## YOUR INSTRUCTIONS
Return the records below unchanged, every line in full and in its original order.

Stored records:
* begin *
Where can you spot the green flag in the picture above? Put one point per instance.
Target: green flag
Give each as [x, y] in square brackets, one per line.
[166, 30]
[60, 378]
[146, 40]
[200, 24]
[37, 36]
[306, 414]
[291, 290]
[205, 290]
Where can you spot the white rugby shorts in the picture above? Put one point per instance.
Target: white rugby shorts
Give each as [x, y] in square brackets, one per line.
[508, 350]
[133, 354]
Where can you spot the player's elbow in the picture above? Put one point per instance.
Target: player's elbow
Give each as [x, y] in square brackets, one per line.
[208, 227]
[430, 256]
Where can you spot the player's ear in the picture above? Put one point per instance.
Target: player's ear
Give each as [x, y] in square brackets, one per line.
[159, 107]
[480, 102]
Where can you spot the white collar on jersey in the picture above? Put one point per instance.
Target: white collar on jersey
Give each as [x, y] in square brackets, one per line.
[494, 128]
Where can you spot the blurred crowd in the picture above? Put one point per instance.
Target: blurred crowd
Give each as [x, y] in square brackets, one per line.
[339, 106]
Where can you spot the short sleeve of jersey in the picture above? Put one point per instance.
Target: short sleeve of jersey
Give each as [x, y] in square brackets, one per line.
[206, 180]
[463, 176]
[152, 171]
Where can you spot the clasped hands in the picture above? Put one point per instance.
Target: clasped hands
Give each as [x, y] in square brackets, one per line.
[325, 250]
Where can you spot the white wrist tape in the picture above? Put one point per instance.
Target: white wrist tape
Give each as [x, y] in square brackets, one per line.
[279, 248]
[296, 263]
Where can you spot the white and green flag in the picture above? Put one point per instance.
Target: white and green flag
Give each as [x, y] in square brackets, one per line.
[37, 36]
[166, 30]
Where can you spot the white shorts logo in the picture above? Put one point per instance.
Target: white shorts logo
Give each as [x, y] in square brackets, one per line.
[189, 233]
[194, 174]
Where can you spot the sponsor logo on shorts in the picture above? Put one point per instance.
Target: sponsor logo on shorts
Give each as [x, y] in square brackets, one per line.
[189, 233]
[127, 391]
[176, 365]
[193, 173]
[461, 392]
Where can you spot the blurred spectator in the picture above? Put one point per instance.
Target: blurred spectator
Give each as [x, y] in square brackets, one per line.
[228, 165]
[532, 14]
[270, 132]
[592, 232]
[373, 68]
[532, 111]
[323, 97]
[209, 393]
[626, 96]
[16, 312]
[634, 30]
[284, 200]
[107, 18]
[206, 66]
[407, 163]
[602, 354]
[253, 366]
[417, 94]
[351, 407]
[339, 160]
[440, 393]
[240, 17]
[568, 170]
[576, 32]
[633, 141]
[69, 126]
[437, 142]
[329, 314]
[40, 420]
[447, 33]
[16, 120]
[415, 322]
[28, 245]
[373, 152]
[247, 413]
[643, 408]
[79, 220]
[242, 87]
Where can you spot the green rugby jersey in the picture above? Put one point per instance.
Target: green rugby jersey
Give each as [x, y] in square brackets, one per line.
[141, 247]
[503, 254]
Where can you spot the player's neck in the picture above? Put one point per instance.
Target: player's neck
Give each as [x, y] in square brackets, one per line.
* end *
## SOLUTION
Where can you spot the green flag in the picture above? Put one point per instance.
Target: green flag
Give each as [x, y] in square brackets, one per line.
[166, 30]
[60, 378]
[146, 40]
[200, 24]
[37, 36]
[306, 414]
[291, 290]
[205, 290]
Where can you spot the white rugby shorts in the picture above? Put one point per instance.
Target: white rugby shorts
Give each as [x, y] in square brackets, one per line.
[508, 350]
[133, 354]
Where can you spot the player's elbow in the picture above? Put one point per instance.
Target: player's elbow
Give each as [x, y] in square brackets, one per line.
[208, 227]
[430, 256]
Where can you spot the player's ear in the picture above? Put one point per instance.
Target: player's ear
Give each as [x, y] in square brackets, one per line.
[159, 107]
[480, 102]
Where can you spot the white collar on jersey in the picture above? Put one point per instance.
Target: white collar on jersey
Give each as [x, y] in square brackets, one per line.
[494, 128]
Where can you spot the blurred crowd in the picture above? Put one point per instance.
Target: blurred crowd
Give each as [x, y] in square brackets, one per line.
[339, 106]
Where can you spot the short sleeve of jersey in the picture above? Put one point per instance.
Target: short sleeve of jersey
Give each as [x, y] in square brackets, one per line.
[206, 180]
[463, 176]
[152, 171]
Where can you spot the clasped hands in the picture above? Put one point per instance.
Target: clasped hands
Give each as [x, y] in square brackets, one per line.
[325, 250]
Where can you spot the white wrist tape in the picture above? Put one point per instance.
Target: white wrist tape
Give each as [x, y] in square brackets, one per line.
[279, 248]
[296, 263]
Where can you spot the white and green flag in the picture above? Put one point per instance.
Target: white and green flag
Give each as [x, y] in square brackets, one per line.
[37, 36]
[166, 30]
Where can you spot the white shorts logo in the picture above? Put one point per instance.
Target: white shorts logo
Give each as [x, y] in square brackets, one per line.
[189, 233]
[194, 174]
Where can you spot the sponsor logo on shorts in the picture above? Put one point per instance.
Target: sponsor logo on shorts
Give each as [x, y] in square brackets, one per line.
[189, 233]
[127, 391]
[176, 365]
[193, 173]
[461, 392]
Where can you spot the blurred spectator in the picture above? Put one point per instance.
Target: blurred spectator
Give each as [x, y] in square brackets, one per line.
[228, 165]
[532, 14]
[270, 132]
[592, 232]
[373, 68]
[532, 111]
[323, 97]
[209, 393]
[626, 96]
[16, 312]
[634, 30]
[284, 200]
[107, 18]
[206, 66]
[407, 163]
[602, 354]
[253, 366]
[417, 94]
[351, 407]
[339, 160]
[440, 393]
[240, 17]
[568, 170]
[576, 32]
[633, 141]
[69, 126]
[437, 142]
[329, 314]
[40, 420]
[447, 33]
[16, 120]
[415, 322]
[28, 245]
[373, 152]
[247, 413]
[643, 408]
[79, 220]
[242, 87]
Where can you spot the green rugby jersey in the picture above? Put one point per instance.
Target: green rugby jersey
Give each as [x, y] in square brackets, one per line.
[141, 247]
[503, 254]
Where can you spot the player's neck in the picture above? Put one point per instance.
Target: player's neck
Give each as [x, y] in square brackets, one per line.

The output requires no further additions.